_TASKS TO COMPLETE:_
- 1) According to the piece on content curation, which open standard underlies the way podcasts work?
- 2) Reproduce the stretch of the piece on content curation from "Aggregators as well" through "loss in agency.".

_DOCUMENT SEGMENT:_
Aggregators as well whether they are Facebook, Reddit or the New York Times aim to abstract away the content producer from the feed. It's beneficial to them if you do not notice the difference between a long form New Yorker piece and a quiz from BuzzFeed or an article from a wire service from one researched for years by the investigative reporting staff. It keeps you on their site, consuming their ads. But in doing that you lose the advantages that come with curators, why you'd want one in the first place. A good curator, has a consistent voice and a domain of expertise and by extension a context that their arguments are presented in. By using the New York Times, Facebook or Reddit as your "broker" for content from content "wholesalers" you lose context in addition to the loss in agency.
Nesting Doll of Curators
The best example of a healthy ecosystem of curation is podcasts. For podcasts, you don't have a generic feed of content ordered by a third party, you have a collection of feeds, each curated by one or a few people that end up coalescing into a customized feed for each person. When looking for podcasts we don't look for specific episodes we care about from a generic feed, we look for good voices who over time produce interesting and varied content. We are essentially trying to collect a set of curators who in aggregate give you a broad and diverse view of the world, each of them bringing a different experience and expertise to the table. The onus is now on you, the consumer, when it comes to podcasts to construct a feed that represents the breath of topics and perspectives you want to see, not anyone else. If you want to create a close minded eco-chamber, that's your prerogative but you chose that feed not anyone else.
Unbeknownst to many, the way podcasts work is based on the open standard RSS. Content producers attach a generic feed to their website which RSS Readers can use to get a list of content published that day. RSS fell out of favor with the death of Google Reader and gradually people adopting Facebook, Twitter and Reddit. But what it did have was a similar curation model to podcasts. People chose what to subscribe to and were delivered all content from those subscriptions. From there they can choose how to filter through that feed.

_GIVEN MATERIAL:_
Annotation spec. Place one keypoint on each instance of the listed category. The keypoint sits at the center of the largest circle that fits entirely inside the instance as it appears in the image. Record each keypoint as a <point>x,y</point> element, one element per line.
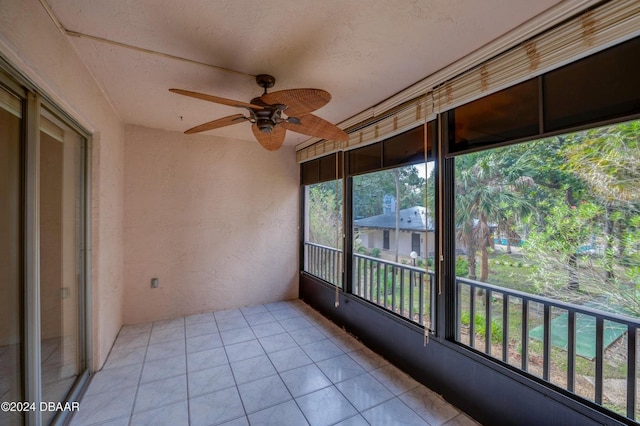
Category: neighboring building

_ANSWERS PER TASK:_
- 1) RSS.

- 2)
Aggregators as well whether they are Facebook, Reddit or the New York Times aim to abstract away the content producer from the feed. It's beneficial to them if you do not notice the difference between a long form New Yorker piece and a quiz from BuzzFeed or an article from a wire service from one researched for years by the investigative reporting staff. It keeps you on their site, consuming their ads. But in doing that you lose the advantages that come with curators, why you'd want one in the first place. A good curator, has a consistent voice and a domain of expertise and by extension a context that their arguments are presented in. By using the New York Times, Facebook or Reddit as your "broker" for content from content "wholesalers" you lose context in addition to the loss in agency.